## Reading text
'''
The Alexandrian

Dread: Pacing Problems

December 14th, 2011

Dread is a storytelling game of horror based around a core mechanic in which the players pull blocks from a Jenga tower whenever their characters attempt a meaningful action: If the tower doesn’t collapse, the action is successful. If it does, the character is eliminated from the story, the tower is rebuilt, and play continues.

The intent is that the tower’s steady descent into precariousness models the traditional horror pacing of “tension rises, something bloody happens, and then tension starts rising again”. And, in my experience, this fundamentally works: In a focused gaming environment, the physical act of pulling the block viscerally and collectively immerses the players into the emotional state of the narrative.

So, at a basic level, the mechanic is very, very effective.

Which makes it all the more unfortunate that the game inherently suffers from a systematic pacing failure that arises from the same mechanic.

Let’s assume that you want a collapse or near-collapse state at the end of the game (for a tension-filled conclusion).

Per the designers of the game in this thread, it takes about 30 pulls to reach a collapse-state on the tower. I haven’t done any rigorous testing, but that sounds pretty plausible based on my experience. Unfortunately, this means that Dread only reduces the time between collapse-states by 10% (by pulling 3 additional blocks per character knocked out when you rebuild the tower). That means that in a two-collapse game one of the players will be sitting out of the action for nearly half the game. In a three-collapse game, one of the players will be sitting out for 60% of the game.

(To put that in perspective, it means that in a two hour game featuring three collapses, one of the players will play for 45 minutes and then watch the other players for an hour and a quarter. Even doubling the rate of pulls after the first collapse only mitigates this problem.)

Obviously this isn’t a problem if you’ve got a pool of players who don’t mind being completely passive spectators for long periods of time, but the “no chatter” rule in Dread (prohibiting players from talking out of character) only exacerbates a problem which is widely recognized as being a bad idea in game design for a reason.
'''
## Supplied entries
'''
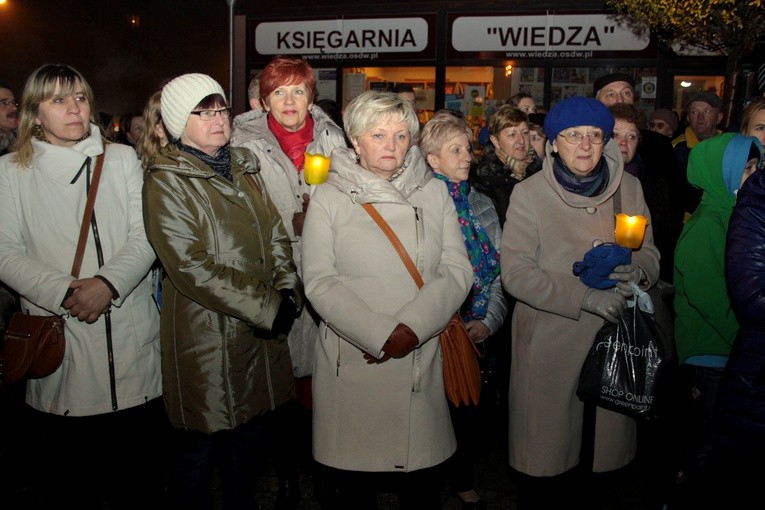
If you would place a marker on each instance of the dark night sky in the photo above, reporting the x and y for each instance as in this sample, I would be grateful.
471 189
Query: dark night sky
123 65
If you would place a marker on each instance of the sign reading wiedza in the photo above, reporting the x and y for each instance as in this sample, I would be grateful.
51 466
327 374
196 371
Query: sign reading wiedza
347 38
541 36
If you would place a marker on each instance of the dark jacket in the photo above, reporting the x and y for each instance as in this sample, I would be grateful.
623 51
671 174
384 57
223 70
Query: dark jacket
494 179
226 254
741 397
661 188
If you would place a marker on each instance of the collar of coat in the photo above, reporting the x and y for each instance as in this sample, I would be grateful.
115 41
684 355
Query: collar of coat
169 158
363 186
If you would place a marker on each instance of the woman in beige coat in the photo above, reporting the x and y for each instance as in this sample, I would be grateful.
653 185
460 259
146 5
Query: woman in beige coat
554 218
380 412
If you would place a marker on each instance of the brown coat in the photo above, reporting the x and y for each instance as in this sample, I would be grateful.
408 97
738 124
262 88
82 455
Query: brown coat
546 231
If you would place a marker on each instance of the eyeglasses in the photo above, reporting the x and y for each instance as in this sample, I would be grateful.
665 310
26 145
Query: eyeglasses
705 112
630 137
225 113
575 137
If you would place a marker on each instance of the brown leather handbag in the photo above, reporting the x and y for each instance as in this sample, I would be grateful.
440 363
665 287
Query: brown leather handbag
462 372
34 345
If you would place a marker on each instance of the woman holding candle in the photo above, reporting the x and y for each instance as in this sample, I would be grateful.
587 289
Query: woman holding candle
705 324
380 411
554 218
287 126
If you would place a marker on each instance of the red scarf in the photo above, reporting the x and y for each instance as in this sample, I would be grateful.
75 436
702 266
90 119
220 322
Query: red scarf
293 143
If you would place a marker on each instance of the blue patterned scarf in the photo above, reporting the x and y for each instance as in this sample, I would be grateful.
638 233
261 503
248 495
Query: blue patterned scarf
590 185
483 256
220 163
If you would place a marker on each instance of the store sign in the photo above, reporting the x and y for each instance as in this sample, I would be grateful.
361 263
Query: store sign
543 36
345 39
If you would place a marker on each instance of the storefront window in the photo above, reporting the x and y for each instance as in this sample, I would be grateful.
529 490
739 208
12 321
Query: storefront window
422 79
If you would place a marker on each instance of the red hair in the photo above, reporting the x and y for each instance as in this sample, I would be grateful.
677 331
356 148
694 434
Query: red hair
286 71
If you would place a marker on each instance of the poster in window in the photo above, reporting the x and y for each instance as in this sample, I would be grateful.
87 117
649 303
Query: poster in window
560 75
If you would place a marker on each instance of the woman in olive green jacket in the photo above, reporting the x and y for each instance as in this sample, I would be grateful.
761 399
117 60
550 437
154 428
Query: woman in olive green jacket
230 293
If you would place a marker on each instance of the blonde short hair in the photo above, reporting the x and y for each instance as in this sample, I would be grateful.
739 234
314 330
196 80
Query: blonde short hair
370 108
442 127
44 83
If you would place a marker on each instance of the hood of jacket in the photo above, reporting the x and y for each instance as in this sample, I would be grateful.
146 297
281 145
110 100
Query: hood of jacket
363 186
716 165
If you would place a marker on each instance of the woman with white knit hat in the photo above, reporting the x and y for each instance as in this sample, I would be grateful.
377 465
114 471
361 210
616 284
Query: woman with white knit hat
230 293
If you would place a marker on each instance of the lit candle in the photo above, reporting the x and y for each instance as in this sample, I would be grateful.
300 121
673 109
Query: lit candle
316 168
630 230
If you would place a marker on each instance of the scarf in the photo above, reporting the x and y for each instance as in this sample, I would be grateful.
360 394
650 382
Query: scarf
295 143
634 167
221 164
483 256
590 185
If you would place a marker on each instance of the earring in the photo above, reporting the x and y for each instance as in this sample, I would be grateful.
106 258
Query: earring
38 133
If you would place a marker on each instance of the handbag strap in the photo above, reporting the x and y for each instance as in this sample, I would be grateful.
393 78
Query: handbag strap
87 215
369 208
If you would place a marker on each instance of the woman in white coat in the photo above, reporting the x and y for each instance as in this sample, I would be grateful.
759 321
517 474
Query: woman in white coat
379 405
554 218
100 414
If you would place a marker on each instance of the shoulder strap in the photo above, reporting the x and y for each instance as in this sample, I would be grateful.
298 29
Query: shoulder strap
87 215
369 208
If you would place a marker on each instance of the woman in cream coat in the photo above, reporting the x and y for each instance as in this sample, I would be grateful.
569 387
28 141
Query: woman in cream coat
100 412
379 402
554 218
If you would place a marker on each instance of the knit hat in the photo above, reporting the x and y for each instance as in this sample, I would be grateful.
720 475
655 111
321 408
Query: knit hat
707 97
181 95
611 78
578 111
668 116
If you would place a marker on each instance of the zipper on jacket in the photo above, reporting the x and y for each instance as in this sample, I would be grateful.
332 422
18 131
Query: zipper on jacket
417 237
267 366
337 361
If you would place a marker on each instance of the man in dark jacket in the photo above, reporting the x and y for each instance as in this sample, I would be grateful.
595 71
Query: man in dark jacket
9 119
659 178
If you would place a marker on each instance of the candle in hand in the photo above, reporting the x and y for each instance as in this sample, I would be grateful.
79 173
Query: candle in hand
316 168
630 230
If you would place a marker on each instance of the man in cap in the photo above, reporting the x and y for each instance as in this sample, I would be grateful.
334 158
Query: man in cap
614 88
703 114
9 118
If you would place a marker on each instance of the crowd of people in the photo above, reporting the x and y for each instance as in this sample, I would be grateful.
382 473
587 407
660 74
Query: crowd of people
229 312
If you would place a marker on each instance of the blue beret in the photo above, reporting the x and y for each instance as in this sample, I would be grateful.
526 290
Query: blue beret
578 111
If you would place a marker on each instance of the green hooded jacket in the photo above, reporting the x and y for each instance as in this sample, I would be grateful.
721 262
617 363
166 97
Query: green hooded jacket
704 320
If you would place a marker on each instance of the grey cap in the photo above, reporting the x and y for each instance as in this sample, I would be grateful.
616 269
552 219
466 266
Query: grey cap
707 97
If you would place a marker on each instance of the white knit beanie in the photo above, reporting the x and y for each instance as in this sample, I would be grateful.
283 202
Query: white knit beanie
181 95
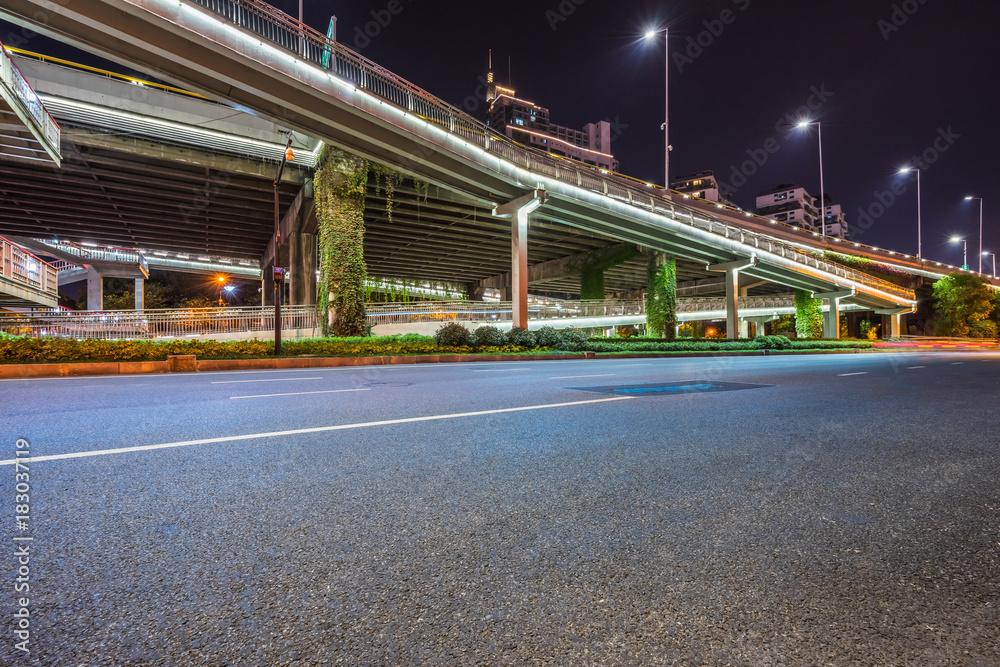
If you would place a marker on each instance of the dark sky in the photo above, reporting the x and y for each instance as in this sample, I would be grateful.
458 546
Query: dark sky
896 77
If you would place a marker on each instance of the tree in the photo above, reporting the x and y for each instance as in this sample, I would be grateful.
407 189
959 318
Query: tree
808 315
963 304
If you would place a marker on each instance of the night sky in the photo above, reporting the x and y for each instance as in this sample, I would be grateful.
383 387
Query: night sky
894 80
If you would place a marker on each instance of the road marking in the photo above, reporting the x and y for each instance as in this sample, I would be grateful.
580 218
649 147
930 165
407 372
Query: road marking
302 393
318 429
249 381
502 370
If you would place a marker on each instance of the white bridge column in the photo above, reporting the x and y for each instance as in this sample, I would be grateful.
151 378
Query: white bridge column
95 289
140 294
732 271
895 328
831 323
519 210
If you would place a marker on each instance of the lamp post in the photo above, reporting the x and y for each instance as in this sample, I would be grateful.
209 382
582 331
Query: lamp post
907 170
822 190
981 253
965 252
651 34
278 274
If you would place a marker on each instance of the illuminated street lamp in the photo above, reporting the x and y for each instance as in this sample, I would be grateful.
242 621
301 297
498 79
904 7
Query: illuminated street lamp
981 253
650 35
965 252
906 170
994 256
822 191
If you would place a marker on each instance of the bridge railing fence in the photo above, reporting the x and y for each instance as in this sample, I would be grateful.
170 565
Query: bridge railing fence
284 31
151 324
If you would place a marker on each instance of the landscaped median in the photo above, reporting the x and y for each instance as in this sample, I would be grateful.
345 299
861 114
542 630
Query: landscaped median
23 357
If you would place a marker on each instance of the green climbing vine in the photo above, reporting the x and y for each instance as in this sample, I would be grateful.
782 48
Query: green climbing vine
661 298
808 315
341 182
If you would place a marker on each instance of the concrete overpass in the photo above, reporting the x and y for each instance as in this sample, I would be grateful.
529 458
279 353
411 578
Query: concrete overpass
247 54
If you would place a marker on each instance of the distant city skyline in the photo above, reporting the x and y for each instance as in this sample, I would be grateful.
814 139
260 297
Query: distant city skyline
893 83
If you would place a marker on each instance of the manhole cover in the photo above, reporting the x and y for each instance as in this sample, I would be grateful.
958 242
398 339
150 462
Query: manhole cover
668 388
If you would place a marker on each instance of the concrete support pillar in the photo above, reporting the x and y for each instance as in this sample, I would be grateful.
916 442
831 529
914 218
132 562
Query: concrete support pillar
476 292
759 321
831 320
893 321
519 210
95 290
302 268
267 285
140 294
732 271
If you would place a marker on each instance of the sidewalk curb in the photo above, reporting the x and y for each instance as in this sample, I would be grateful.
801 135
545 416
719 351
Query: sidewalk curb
190 364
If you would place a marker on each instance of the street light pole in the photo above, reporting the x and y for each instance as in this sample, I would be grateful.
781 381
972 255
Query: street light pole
666 106
822 187
965 252
907 170
981 253
278 273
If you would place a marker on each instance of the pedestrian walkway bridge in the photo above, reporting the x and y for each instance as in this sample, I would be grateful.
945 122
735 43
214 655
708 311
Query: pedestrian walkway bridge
423 317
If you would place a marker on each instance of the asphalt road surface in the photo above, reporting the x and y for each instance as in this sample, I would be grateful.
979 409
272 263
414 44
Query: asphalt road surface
825 510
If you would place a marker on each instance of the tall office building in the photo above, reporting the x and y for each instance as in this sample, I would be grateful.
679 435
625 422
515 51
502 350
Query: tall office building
527 123
794 205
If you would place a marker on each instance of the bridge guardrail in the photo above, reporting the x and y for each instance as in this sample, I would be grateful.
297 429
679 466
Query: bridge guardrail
20 265
282 30
11 77
150 324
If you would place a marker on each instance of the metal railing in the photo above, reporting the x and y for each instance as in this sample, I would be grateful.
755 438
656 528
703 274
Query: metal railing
287 33
12 79
150 324
119 255
20 265
480 311
714 304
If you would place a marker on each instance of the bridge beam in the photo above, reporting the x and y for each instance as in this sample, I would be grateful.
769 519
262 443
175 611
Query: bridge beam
519 210
95 289
831 322
732 271
895 317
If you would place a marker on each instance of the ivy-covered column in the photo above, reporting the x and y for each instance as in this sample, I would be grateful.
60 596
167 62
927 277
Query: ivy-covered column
341 181
592 283
661 297
808 315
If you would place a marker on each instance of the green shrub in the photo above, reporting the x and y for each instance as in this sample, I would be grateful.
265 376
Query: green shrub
488 336
453 334
520 338
774 342
571 340
546 337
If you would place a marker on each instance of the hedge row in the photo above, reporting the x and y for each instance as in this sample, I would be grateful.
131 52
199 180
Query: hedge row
55 350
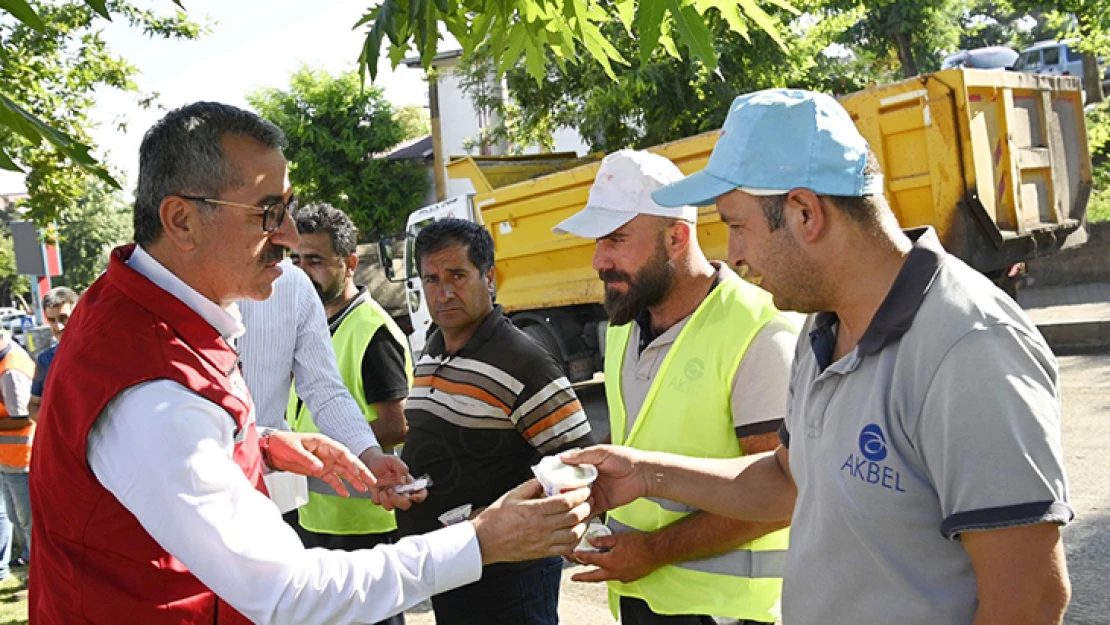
'''
## Goal 1
Answer these from the article on Dread's pacing problems:
(a) What happens to a character when the tower collapses?
(b) According to the game's designers, about how many pulls does it take to reach a collapse-state?
(c) What does Dread's "no chatter" rule prohibit?
## Goal 2
Carry the article on Dread's pacing problems forward from its last sentence.

## Exercise answer 1
(a) The character is eliminated from the story; the tower is then rebuilt and play continues.
(b) About 30 pulls.
(c) It prohibits players from talking out of character.

## Exercise answer 2
THE END GAME PROBLEM

The logical conclusion would seem to be pacing for games featuring a single collapse-state: People aren’t “supposed” to be eliminated except for possibly a single elimination during the final climactic struggle. This makes the game considerably narrower in its utility, but appears to be the only way to easily resolve the “bored player” syndrome.

Unfortunately, this solution only calls attention to the other problem the game has: Tension deflation following a tower collapse.

Theoretically, of course, this models the tension/release cycle of horror movie pacing (as described above). But the player elimination problem forces us to abandon that pacing. And even if we didn’t do that, the same problem exists at the end of the game: There’s no way to quickly ratchet the tension back up.

Bill is killed by the werewolf… and then the werewolf isn’t scary any more and the group mops him up.

For mid-game collapses, of course, the GM should make the werewolf run off and then come back later (once the tension has built again). That, after all, is how horror movies work.

But the problem is repetitive: Whenever the tension ratchets up to the point that you can trigger an effective conclusion, there’s a high-risk for a collapse. And since a collapse always indicates a failure, it means that the actual conclusion will happen AFTER the collapse. This means that the game tends to either (a) end on a whimper or (b) a sacrifice (in which one of the players sacrifices their character by knocking over the tower to achieve a Pyrrhic victory). The latter is effective… but only up to the point where it becomes predictable.

SOLUTIONS?

Unfortunately, I don’t have any.

And it is unfortunate, because, as I mentioned above, the core mechanic is very effective in practice: The Jenga tower not only mechanically creates tension which normally requires a great deal of GM skill to evoke, but also invests the table collectively in that tension as a shared experience.

The game is intensely good at a micro-level. But its inherent pacing problems create a consistently frustrating experience at the macro-level.

10 Responses to “Dread: Pacing Problems”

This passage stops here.